BEGIN Excerpt provided

Content warning: This article has a source that goes into intimate detail of a sexual assault she encountered.
Marina Conner said she was raped by a stranger two weeks before her sophomore year began. After dropping out of college for more than a year, she re-enrolled and will graduate this spring wearing a teal sexual assault survivor graduation cord.
“I never thought I was going to come back to university when I dropped out,” anthropology senior Conner said. “I was so messed up from the trauma, like I couldn’t think. I couldn’t speak. I was just so scared. I (knew) it was a tremendous thing to make it through and graduate after (my) assault.”
Conner is one of eight plaintiffs in an ongoing federal class action lawsuit filed in June against the City of Austin, Travis County and five individuals, including Austin Police Chief Brian Manley. The women said the defendants violated their rights and discriminated on the basis of gender while handling their sexual assault cases.
Conner said she got a rape kit and reported her assault within 24 hours of the incident to the Austin Police Department, and the police found and questioned her assailant within a week. He admitted to penetration, but said the act was consensual, according to Conner.

END Excerpt provided
BEGIN Record excerpts

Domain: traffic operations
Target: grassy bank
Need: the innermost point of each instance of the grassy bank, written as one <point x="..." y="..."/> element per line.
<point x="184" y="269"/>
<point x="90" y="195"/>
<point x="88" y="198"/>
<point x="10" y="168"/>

END Record excerpts

## Task to carry out
Continue the article about Marina Conner's sexual assault case from its last sentence. These rows come from a source separate from the article.

## Exercise answer
Conner was told to wait eight to 10 months for her rape kit to be DNA tested. However, the APD DNA lab was permanently shut down in June 2016. After the Department of Public Safety took over management of the lab in early 2017, Conner finally received her results that August, two years after her rape.
“Mine came back with no DNA,” Conner said. “I had showered, and you’re not supposed to shower. I was told the (district attorney) would not be prosecuting my case.”
Conner said she felt like her case was being “thrown away.”
Determined to know why her case wasn’t being prosecuted, Conner spoke to the assistant DA, who told her about the Crime Scene Investigation effect. Conner said the effect is the idea that crime shows have influenced jurors to believe DNA is necessary proof in a rape case.
Elizabeth Myers, one of Conner’s lawyers, said because the assailant already admitted to sexual contact with Marina, the issue was one of consent, not whether the act occurred, and DNA does not “weigh in” on consent.
Conner said her detective denied her case on the grounds of DNA because she decided it would be too hard to argue consent in court, but Conner said she thought there was plenty of evidence the act was not consensual.
“(I had) bruises on the back of my arms from being pinned against the wall and a gashed forehead from where he slammed it against the parking garage wall,” Conner said. “While I was being raped, I tried to call my friend I was with for help and left a voicemail on his phone, and I’m crying, saying stop.”
Conner said she’s grateful for the lawsuit because she realized it wasn’t her fault that the case didn’t go to trial.
“It’s kind of helped heal me in that way because for a very long time, I (asked myself) ‘Why did you shower?’” Conner said.
Conner said she learned from Newsy investigative journalist Mark Greenblatt, who published a national investigation of exceptionally cleared cases, that APD exceptionally cleared her case. On paper, it looks like these cases are solved, inflating APD’s rape clearance rates even when the perpetrator hasn’t been arrested.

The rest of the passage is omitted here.